## The problem
The response must consist of the lines below from the one with "Phrase: light colored carpet" through the one with "the white sliding", exactly as they appear and with both ends kept.

** Opening Exercise data block **

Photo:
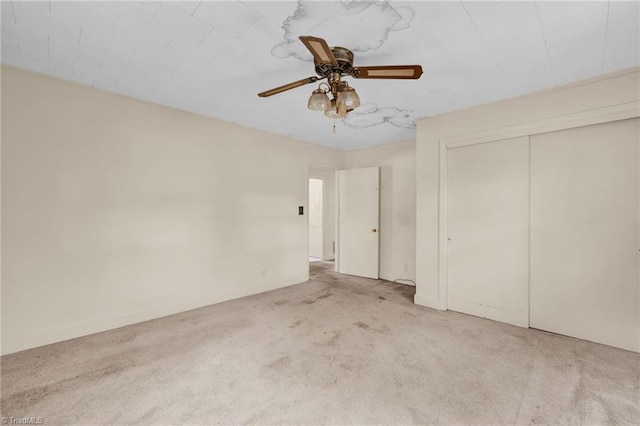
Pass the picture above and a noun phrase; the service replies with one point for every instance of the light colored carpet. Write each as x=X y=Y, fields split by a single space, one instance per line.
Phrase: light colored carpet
x=335 y=350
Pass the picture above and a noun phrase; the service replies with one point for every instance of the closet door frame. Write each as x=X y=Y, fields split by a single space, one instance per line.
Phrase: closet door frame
x=569 y=121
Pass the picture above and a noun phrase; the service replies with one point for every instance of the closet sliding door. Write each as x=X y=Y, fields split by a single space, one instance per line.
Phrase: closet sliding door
x=488 y=230
x=584 y=233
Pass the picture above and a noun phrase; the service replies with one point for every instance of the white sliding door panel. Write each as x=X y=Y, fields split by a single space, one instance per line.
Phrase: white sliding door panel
x=488 y=230
x=358 y=220
x=584 y=233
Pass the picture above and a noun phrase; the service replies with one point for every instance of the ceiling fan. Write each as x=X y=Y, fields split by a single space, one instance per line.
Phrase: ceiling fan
x=333 y=63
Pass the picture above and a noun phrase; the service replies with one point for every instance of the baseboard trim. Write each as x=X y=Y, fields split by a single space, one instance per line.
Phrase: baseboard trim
x=56 y=335
x=429 y=302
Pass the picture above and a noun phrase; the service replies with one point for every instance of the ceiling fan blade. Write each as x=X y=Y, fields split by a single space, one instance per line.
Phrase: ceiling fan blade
x=288 y=86
x=319 y=49
x=388 y=71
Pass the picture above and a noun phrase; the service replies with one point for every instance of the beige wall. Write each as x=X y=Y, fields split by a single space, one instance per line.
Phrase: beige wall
x=397 y=206
x=601 y=100
x=116 y=211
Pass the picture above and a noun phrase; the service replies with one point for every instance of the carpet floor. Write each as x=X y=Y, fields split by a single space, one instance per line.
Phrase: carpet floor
x=335 y=350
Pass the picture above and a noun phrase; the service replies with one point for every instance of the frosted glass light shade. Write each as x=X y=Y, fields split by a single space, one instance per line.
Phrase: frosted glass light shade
x=348 y=99
x=319 y=101
x=334 y=111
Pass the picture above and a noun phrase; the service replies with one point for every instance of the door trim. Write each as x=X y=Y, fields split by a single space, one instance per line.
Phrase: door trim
x=566 y=121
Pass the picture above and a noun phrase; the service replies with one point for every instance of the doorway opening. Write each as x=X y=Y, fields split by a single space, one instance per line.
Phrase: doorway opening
x=316 y=222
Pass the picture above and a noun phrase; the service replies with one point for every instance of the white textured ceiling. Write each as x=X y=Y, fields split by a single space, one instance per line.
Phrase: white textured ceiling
x=213 y=57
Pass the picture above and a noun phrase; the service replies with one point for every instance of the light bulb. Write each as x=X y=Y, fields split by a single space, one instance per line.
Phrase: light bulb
x=319 y=101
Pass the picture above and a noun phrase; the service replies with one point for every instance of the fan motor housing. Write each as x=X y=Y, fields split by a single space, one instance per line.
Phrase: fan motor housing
x=343 y=56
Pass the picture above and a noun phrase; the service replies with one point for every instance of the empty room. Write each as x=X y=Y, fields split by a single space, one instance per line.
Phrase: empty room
x=320 y=212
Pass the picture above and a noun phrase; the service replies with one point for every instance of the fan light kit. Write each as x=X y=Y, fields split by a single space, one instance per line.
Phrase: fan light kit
x=332 y=63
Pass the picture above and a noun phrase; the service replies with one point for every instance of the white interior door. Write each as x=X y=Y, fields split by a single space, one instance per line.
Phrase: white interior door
x=584 y=233
x=316 y=216
x=488 y=230
x=358 y=221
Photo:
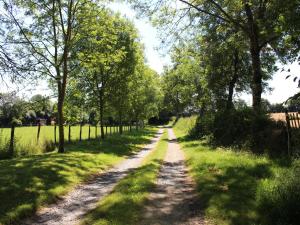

** Closing Exercise data block **

## Exercise answer
Phrase: light colored carpet
x=335 y=350
Pass the picture above and a noun phrase; the service replies with one point for every instance of the closet door frame. Write each as x=X y=Y, fields split by a single space, one instance per line.
Phrase: closet door frame
x=569 y=121
Pass the picture above and a noun phrase; the service replies with one point for every instance of the closet sliding door. Write each as x=X y=Y, fields split by a single space, one instance per line.
Phrase: closet sliding door
x=488 y=230
x=584 y=233
Pass the picture above and a noun phrase; the service replies with one point for every instance of the white sliding door panel. Write each as x=X y=Y, fields split by a single space, one instance per line.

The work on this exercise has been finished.